- _Exercise prompt_
Repeat everything in the material exactly.

Stored entries
>> BEGIN

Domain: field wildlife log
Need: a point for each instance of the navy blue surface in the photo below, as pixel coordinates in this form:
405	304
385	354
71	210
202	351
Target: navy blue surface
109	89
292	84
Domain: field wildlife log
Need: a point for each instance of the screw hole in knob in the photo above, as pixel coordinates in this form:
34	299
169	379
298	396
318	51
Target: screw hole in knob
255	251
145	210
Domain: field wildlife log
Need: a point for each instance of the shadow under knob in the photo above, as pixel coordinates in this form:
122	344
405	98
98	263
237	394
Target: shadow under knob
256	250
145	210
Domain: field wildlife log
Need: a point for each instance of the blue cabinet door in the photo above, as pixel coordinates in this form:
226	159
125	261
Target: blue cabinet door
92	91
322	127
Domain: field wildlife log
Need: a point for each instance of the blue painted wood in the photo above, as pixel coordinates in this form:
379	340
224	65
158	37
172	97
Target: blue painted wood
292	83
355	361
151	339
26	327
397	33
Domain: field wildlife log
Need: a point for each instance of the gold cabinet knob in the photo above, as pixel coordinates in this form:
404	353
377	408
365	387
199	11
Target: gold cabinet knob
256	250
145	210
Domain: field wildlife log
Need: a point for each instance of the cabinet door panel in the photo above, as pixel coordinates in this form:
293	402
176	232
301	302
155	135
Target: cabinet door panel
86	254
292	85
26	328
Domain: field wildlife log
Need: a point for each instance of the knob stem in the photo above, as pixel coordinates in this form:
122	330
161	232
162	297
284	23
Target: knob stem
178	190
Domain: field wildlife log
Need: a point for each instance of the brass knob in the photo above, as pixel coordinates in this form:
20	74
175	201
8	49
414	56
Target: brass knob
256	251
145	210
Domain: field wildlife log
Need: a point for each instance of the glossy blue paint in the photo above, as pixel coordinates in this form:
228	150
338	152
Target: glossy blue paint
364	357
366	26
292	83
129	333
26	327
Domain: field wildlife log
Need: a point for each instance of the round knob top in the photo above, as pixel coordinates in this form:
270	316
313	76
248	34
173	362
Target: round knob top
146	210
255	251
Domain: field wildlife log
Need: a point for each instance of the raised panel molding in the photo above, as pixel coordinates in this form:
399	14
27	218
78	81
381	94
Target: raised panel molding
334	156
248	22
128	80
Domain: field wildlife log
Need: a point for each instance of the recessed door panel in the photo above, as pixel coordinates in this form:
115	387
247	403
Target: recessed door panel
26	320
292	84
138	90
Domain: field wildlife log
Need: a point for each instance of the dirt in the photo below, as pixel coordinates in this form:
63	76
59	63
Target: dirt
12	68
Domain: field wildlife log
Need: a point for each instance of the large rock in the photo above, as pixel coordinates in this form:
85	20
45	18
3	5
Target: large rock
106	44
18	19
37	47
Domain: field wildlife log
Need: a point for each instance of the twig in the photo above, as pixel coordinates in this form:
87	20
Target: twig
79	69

>> END

- _Answer below_
Domain: field wildlife log
Need: a point for each instance of the navy blue surface in the photo below, as pixel coordinates in this form:
405	304
385	354
71	210
202	351
Target: navy blue surface
109	89
292	84
Domain: field wildlife log
Need: a point for each instance of the screw hole in knob in the photo above, as pixel coordinates in this form:
34	299
169	379
298	396
318	51
Target: screw hole in knob
255	251
145	210
Domain: field wildlife log
Need: a point for each instance of the shadow under knob in the photo above, as pixel coordinates in this form:
122	344
405	98
98	263
237	394
Target: shadow under knob
256	250
145	210
Domain: field wildlife log
Need: a point for each instance of the blue cabinet door in the photo above, as pixel coordinates in this form:
226	159
125	261
Target: blue cabinet door
92	91
322	127
Domain: field wildlife log
Need: a point for each instance of the blue painted wood in the photo above, as pixel coordinates in this form:
379	340
224	65
158	37
172	97
Target: blue painted wood
292	83
355	361
151	339
26	327
397	33
Domain: field wildlife log
Need: a point for each instance of the gold cabinet knob in the photo above, as pixel coordinates in this form:
404	353
377	408
365	387
199	11
Target: gold cabinet knob
256	250
145	210
Domain: field wildlife log
Need: a point for each instance of the cabinet door panel in the photo above, as pixel coordinates in this form:
293	402
176	232
301	302
155	135
Target: cabinet door panel
86	254
292	85
26	328
Domain: field wildlife log
Need: a point for each instance of the knob stem in the photo above, as pixel coordinates in this form:
122	330
161	232
162	297
284	23
Target: knob stem
178	190
Domain: field wildlife log
Need: a point for each instance of the brass knob in the photo above, as pixel coordinates in this form:
20	74
175	201
8	49
414	56
Target: brass knob
256	251
145	210
Domain: field wildlife log
Need: a point for each instance of the glossy blue paint in the photo above, as pixel coordinates in this form:
228	150
338	152
Target: glossy blue paint
364	357
366	26
292	83
129	333
26	327
Domain: field wildlife log
Need: a point for each instance of the round knob top in the photo above, as pixel coordinates in this form:
270	316
313	76
248	34
173	362
Target: round knob top
146	210
255	251
Domain: field wildlife log
Need: a point for each instance of the raised panel molding in the photo above, as pixel coordinates in this form:
399	14
27	218
78	81
381	94
Target: raised panel molding
334	156
248	22
128	80
Domain: field wildlife log
Need: a point for each instance of the recessed door panel in the photo above, as pixel coordinates in this form:
115	387
247	403
Target: recessed door panel
26	320
292	84
138	90
Domain: field wildlife log
Need: a point for each instance of the dirt in the photo below, as pixel coordinates in this form:
63	76
59	63
Target: dirt
12	68
Domain: field wildlife log
Need: a point for each instance of the large rock in the photo above, as pixel coordinates in this form:
85	20
45	18
3	5
Target: large rock
106	44
18	19
37	47
Domain: field wildlife log
Need: a point for each instance of the twig in the photo above, as pixel coordinates in this form:
87	20
Target: twig
79	69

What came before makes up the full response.